Collection entries:
+++

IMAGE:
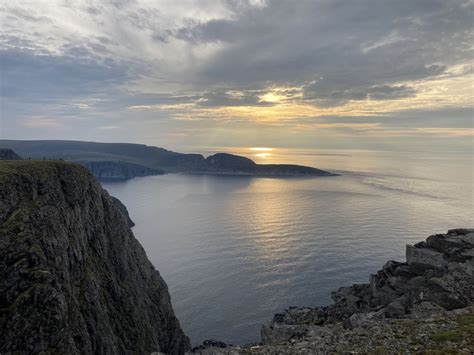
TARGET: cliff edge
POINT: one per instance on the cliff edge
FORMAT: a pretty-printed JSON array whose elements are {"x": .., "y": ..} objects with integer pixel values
[
  {"x": 424, "y": 305},
  {"x": 74, "y": 279}
]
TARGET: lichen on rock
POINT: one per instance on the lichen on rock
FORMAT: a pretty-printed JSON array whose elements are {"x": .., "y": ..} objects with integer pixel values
[{"x": 74, "y": 280}]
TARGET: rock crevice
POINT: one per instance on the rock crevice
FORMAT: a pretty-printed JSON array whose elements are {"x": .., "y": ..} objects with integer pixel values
[{"x": 73, "y": 278}]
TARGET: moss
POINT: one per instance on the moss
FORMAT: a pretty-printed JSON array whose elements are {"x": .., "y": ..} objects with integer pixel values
[{"x": 449, "y": 335}]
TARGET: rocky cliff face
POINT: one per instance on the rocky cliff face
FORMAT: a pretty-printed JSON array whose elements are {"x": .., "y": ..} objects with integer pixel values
[
  {"x": 423, "y": 305},
  {"x": 74, "y": 280},
  {"x": 118, "y": 170},
  {"x": 8, "y": 154},
  {"x": 438, "y": 275}
]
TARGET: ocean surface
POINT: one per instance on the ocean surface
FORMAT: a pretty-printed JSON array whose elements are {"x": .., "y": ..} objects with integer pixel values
[{"x": 236, "y": 250}]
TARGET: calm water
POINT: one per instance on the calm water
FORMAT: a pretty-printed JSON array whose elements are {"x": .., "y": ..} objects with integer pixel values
[{"x": 236, "y": 250}]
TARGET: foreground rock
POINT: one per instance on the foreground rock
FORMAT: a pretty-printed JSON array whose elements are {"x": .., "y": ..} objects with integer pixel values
[
  {"x": 74, "y": 280},
  {"x": 9, "y": 154},
  {"x": 424, "y": 304}
]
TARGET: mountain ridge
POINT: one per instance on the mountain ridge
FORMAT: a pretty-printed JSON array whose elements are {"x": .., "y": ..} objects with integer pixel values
[{"x": 154, "y": 158}]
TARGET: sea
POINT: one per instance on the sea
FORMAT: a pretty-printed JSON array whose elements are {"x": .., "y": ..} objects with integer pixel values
[{"x": 235, "y": 250}]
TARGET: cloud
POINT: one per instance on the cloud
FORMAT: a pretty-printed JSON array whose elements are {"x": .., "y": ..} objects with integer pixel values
[{"x": 169, "y": 64}]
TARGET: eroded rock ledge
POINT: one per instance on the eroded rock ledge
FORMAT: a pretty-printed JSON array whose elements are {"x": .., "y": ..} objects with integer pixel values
[
  {"x": 73, "y": 278},
  {"x": 412, "y": 306}
]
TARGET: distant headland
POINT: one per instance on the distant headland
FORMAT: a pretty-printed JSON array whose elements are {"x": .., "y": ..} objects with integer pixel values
[{"x": 121, "y": 161}]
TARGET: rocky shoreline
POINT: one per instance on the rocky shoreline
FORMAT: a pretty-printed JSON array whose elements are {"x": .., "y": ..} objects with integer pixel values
[{"x": 423, "y": 304}]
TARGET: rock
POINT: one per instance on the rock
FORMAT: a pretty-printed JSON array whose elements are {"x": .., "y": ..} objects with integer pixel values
[
  {"x": 420, "y": 259},
  {"x": 363, "y": 319},
  {"x": 438, "y": 275},
  {"x": 124, "y": 211},
  {"x": 8, "y": 154},
  {"x": 118, "y": 170},
  {"x": 74, "y": 280}
]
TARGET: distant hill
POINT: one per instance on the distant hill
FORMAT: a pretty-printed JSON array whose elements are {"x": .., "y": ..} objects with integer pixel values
[
  {"x": 8, "y": 154},
  {"x": 145, "y": 157},
  {"x": 118, "y": 170}
]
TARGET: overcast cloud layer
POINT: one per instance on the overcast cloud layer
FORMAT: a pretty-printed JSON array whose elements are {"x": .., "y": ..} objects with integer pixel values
[{"x": 326, "y": 74}]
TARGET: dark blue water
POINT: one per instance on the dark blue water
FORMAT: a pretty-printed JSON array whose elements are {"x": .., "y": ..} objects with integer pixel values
[{"x": 236, "y": 250}]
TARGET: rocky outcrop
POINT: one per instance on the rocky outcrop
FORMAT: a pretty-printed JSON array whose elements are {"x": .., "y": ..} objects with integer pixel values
[
  {"x": 438, "y": 275},
  {"x": 8, "y": 154},
  {"x": 74, "y": 280},
  {"x": 124, "y": 211},
  {"x": 100, "y": 159},
  {"x": 118, "y": 170},
  {"x": 223, "y": 163},
  {"x": 423, "y": 305}
]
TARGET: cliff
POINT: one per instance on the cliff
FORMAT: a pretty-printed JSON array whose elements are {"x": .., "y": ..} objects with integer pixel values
[
  {"x": 8, "y": 154},
  {"x": 74, "y": 280},
  {"x": 423, "y": 305},
  {"x": 99, "y": 157},
  {"x": 224, "y": 163},
  {"x": 117, "y": 170}
]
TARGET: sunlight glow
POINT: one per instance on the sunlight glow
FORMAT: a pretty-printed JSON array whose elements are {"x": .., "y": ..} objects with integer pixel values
[{"x": 261, "y": 149}]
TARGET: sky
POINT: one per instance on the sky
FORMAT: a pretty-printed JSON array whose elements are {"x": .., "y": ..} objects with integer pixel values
[{"x": 320, "y": 74}]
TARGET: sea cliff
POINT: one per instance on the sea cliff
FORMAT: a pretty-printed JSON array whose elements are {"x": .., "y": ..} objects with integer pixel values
[
  {"x": 422, "y": 305},
  {"x": 74, "y": 280}
]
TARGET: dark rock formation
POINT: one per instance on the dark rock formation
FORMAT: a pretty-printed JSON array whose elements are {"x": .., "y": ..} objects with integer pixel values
[
  {"x": 117, "y": 170},
  {"x": 74, "y": 280},
  {"x": 223, "y": 163},
  {"x": 438, "y": 275},
  {"x": 9, "y": 154},
  {"x": 151, "y": 157},
  {"x": 124, "y": 211}
]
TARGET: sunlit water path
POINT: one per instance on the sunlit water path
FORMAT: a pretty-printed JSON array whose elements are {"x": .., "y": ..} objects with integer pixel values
[{"x": 235, "y": 250}]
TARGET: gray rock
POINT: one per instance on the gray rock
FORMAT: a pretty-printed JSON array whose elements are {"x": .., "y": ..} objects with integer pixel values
[
  {"x": 421, "y": 258},
  {"x": 74, "y": 280},
  {"x": 438, "y": 275},
  {"x": 8, "y": 154}
]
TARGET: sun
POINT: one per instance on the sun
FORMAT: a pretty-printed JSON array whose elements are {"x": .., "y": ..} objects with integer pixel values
[{"x": 261, "y": 149}]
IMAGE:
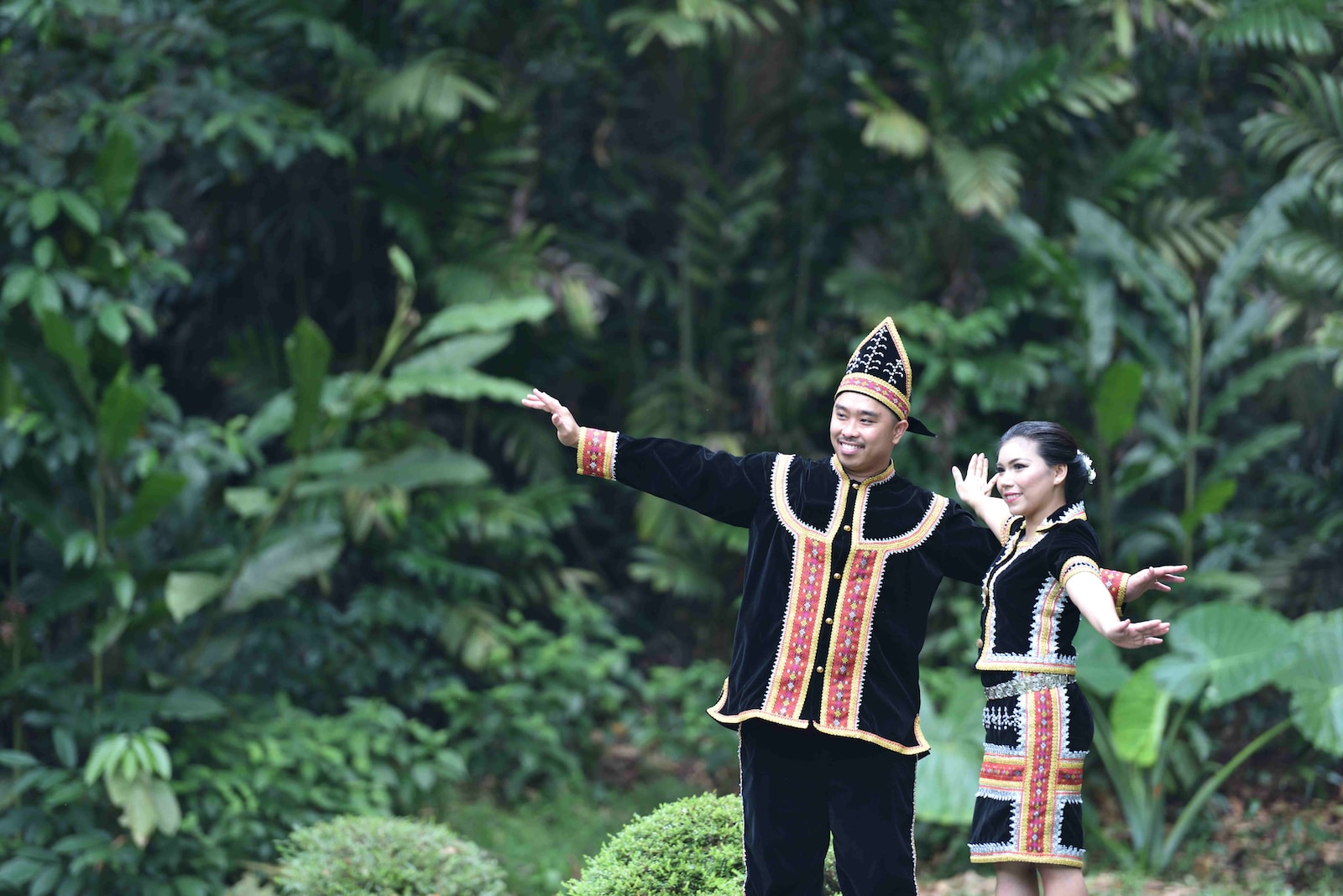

+++

Task instructions:
Retype the entries exactly, skipping every picture.

Expected answer:
IMAGE:
TARGET: cliff edge
POINT: one per instance on the cliff edge
FORMAT: a pretty-printed JSON array whose elements are {"x": .., "y": ..} objects with integer pixel values
[
  {"x": 424, "y": 305},
  {"x": 74, "y": 279}
]
TARGET: lichen on rock
POINT: one per instance on the lichen on rock
FORMAT: a pretty-printed JSON array whose elements are {"x": .., "y": ..} objects with integer pixel values
[{"x": 74, "y": 280}]
TARGET: rock crevice
POINT: one per instance on the rock crevice
FORMAT: a pretty-printed JSON array whose elements are {"x": .., "y": ..} objects with integer pixel values
[{"x": 73, "y": 278}]
TARGET: moss
POINT: one per instance on the moss
FORMAT: a pretty-printed JSON array whose elements are {"x": .., "y": ..} objects with integer pixel values
[{"x": 449, "y": 335}]
TARGET: rocky cliff face
POINT: one per instance on the rocky cliff face
FORMAT: a pretty-printed JSON array whose elements are {"x": .., "y": ..} objects with integer pixel values
[
  {"x": 423, "y": 305},
  {"x": 74, "y": 280},
  {"x": 118, "y": 170},
  {"x": 8, "y": 154},
  {"x": 438, "y": 275}
]
TARGET: ocean surface
POINT: one per instance on the ocean surface
FORMAT: a pretty-printed JSON array whose elements are {"x": .., "y": ..} objects with integer pixel values
[{"x": 236, "y": 250}]
TARGET: calm water
POINT: one per instance on the calm water
FORMAT: a pretty-printed JSON array whose elements are {"x": .., "y": ..} objects with integer pixel values
[{"x": 236, "y": 250}]
TARGET: foreground rock
POINT: one per instance on the foreground rock
FORMAT: a pretty-printed JSON array whose elements are {"x": .., "y": ..} objects with integer pixel values
[
  {"x": 74, "y": 280},
  {"x": 9, "y": 154},
  {"x": 424, "y": 304}
]
TARGET: mountain ridge
POINT: one per instance on the mountain ridge
FORMAT: a pretty-printed JSON array whose elements are {"x": .., "y": ..} objects with integer pixel values
[{"x": 154, "y": 158}]
TARGET: sea
POINT: one per instance on the sea
FORMAT: a pretty-printed JSON array whose elements are {"x": .., "y": ..} objects with integer pixel values
[{"x": 235, "y": 250}]
TARGET: cloud
POINT: one per instance on the cloud
FORMAT: a pretty-printed JSON array whose elements are {"x": .., "y": ..} objects with integer pixel values
[{"x": 169, "y": 64}]
TARGET: eroded rock ledge
POINT: one per instance on the eroded rock ledge
FORMAT: a pretty-printed JSON array whose elements are {"x": .., "y": ..} objects with integer pixel values
[
  {"x": 73, "y": 278},
  {"x": 412, "y": 306}
]
TARGET: distant headland
POINT: one per instance on the distant headland
FORMAT: a pretty-printed JSON array whose elements are {"x": .., "y": ..} objects with integer pixel values
[{"x": 121, "y": 161}]
TARGET: rocky shoreline
POINT: one per instance on the rocky shoreline
FORMAT: a pretty-printed JSON array whose elements are {"x": .., "y": ..} objects with integer pixel values
[{"x": 423, "y": 304}]
TARGET: rock
POINT: one per instance on the rock
FORMAT: a pretty-printed JSON array whose elements are {"x": .., "y": ..} objects with integer pixel values
[
  {"x": 420, "y": 259},
  {"x": 363, "y": 319},
  {"x": 438, "y": 275},
  {"x": 124, "y": 211},
  {"x": 8, "y": 154},
  {"x": 118, "y": 170},
  {"x": 74, "y": 280}
]
TARGET: distant hill
POINT: one per instance on the distant hill
FORMAT: a pretty-printed JSON array whose elements are {"x": .., "y": ..} objects with integer pixel values
[
  {"x": 8, "y": 154},
  {"x": 145, "y": 157},
  {"x": 118, "y": 170}
]
TARGET: overcast cloud layer
POINT: one per instance on the overcast cloud layer
FORMAT: a pretty-printed JSON array whose elements are {"x": .., "y": ..} objects with integer pixel values
[{"x": 326, "y": 74}]
TARGET: dark blue water
POINT: one per instance on the dark blue water
FORMAT: a pretty-printed JSON array whose elements are {"x": .., "y": ..} objects with integer pixel values
[{"x": 236, "y": 250}]
TARGET: rocky outcrop
POINT: one per instance on the rocky outcrop
FORMAT: a pretty-printed JSON array whose elements are {"x": .., "y": ..} objects with integer pixel values
[
  {"x": 438, "y": 275},
  {"x": 8, "y": 154},
  {"x": 74, "y": 280},
  {"x": 124, "y": 211},
  {"x": 100, "y": 159},
  {"x": 118, "y": 170},
  {"x": 223, "y": 163},
  {"x": 423, "y": 305}
]
TARGET: cliff
POINT: one per instance on the cliff
FORMAT: a pretty-printed JSON array whose elements are {"x": .., "y": ..} objects with integer pixel values
[
  {"x": 8, "y": 154},
  {"x": 74, "y": 280},
  {"x": 423, "y": 305},
  {"x": 99, "y": 157},
  {"x": 224, "y": 163},
  {"x": 117, "y": 170}
]
TARGET: sunlight glow
POINT: one per instance on the sunlight glow
FORMAT: a pretty-printed JSON array whose elements are {"x": .., "y": ..} objects with integer pixel values
[{"x": 261, "y": 149}]
TARGET: sky
POINT: one per instance on the sky
FORMAT: a pretty-printed JSON array whose elements are {"x": .., "y": ..} objects with integer pixel values
[{"x": 320, "y": 74}]
TARGET: sea cliff
POINT: one per instance on the sea cliff
FORMAT: a pretty-printed JSON array whose elements are {"x": .., "y": ..} objects with integer pixel values
[
  {"x": 422, "y": 305},
  {"x": 74, "y": 280}
]
TARGET: dark rock formation
POINT: one per instance on the dark rock formation
FORMAT: a pretty-printed JSON array whose elements are {"x": .., "y": ..} objects with integer pixel values
[
  {"x": 117, "y": 170},
  {"x": 74, "y": 280},
  {"x": 223, "y": 163},
  {"x": 438, "y": 275},
  {"x": 9, "y": 154},
  {"x": 151, "y": 157},
  {"x": 124, "y": 211}
]
TARGET: sunlit water path
POINT: one per instance on the sunlit water path
FORMAT: a pretty-printed JSON array whose elements are {"x": .., "y": ..} objects with integer pixel values
[{"x": 235, "y": 250}]
TARGET: gray rock
POINT: one per instance on the gray rock
FORMAT: a pretty-printed JSON array whose elements are {"x": .., "y": ..} objects with integer pixel values
[
  {"x": 421, "y": 258},
  {"x": 74, "y": 280},
  {"x": 438, "y": 275},
  {"x": 8, "y": 154}
]
TARGET: sun
POINT: one per instance on the sun
FORMAT: a pretty-printed JSON array whose elements are {"x": .., "y": ..} objects with integer pixel values
[{"x": 261, "y": 149}]
IMAGE:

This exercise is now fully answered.